SOURCE DATA section start

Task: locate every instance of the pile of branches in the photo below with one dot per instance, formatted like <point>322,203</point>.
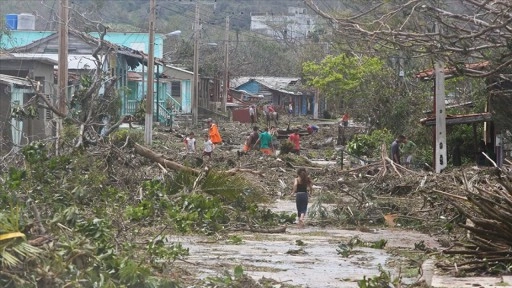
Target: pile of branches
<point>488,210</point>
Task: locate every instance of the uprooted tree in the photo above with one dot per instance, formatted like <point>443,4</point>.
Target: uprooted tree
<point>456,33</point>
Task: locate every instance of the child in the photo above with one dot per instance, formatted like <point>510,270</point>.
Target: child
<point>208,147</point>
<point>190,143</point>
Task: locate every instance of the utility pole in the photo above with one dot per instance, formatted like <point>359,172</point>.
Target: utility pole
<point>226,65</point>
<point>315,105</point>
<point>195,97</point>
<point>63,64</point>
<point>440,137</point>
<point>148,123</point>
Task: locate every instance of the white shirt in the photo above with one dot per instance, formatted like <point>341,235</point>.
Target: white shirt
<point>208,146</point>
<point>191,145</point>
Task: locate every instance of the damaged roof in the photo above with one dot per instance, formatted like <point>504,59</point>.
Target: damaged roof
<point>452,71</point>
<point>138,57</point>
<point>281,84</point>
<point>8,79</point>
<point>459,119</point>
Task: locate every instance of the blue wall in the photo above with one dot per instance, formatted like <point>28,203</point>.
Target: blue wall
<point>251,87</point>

SOURCE DATA section end
SOURCE DATA section start

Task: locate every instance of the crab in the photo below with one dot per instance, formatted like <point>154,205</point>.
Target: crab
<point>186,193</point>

SOURCE DATA section end
SOURCE DATA section start

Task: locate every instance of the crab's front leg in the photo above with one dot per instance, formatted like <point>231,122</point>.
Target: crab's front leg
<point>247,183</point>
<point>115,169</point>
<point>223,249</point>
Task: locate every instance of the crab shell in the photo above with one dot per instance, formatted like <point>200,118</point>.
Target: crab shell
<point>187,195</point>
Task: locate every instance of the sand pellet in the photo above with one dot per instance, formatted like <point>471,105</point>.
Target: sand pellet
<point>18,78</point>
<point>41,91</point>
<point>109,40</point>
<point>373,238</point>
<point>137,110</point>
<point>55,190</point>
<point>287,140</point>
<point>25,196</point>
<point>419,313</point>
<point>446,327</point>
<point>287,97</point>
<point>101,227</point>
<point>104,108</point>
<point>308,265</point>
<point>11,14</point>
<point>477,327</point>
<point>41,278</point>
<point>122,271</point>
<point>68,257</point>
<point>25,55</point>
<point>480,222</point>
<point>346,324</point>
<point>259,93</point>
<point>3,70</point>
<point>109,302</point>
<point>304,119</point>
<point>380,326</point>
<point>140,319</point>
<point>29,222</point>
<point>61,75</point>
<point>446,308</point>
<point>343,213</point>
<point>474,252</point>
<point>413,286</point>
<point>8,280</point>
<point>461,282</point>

SOURCE DATA section end

Among the lines above, count those containing the word "below" and give nothing but the result.

[ANSWER SPACE] 2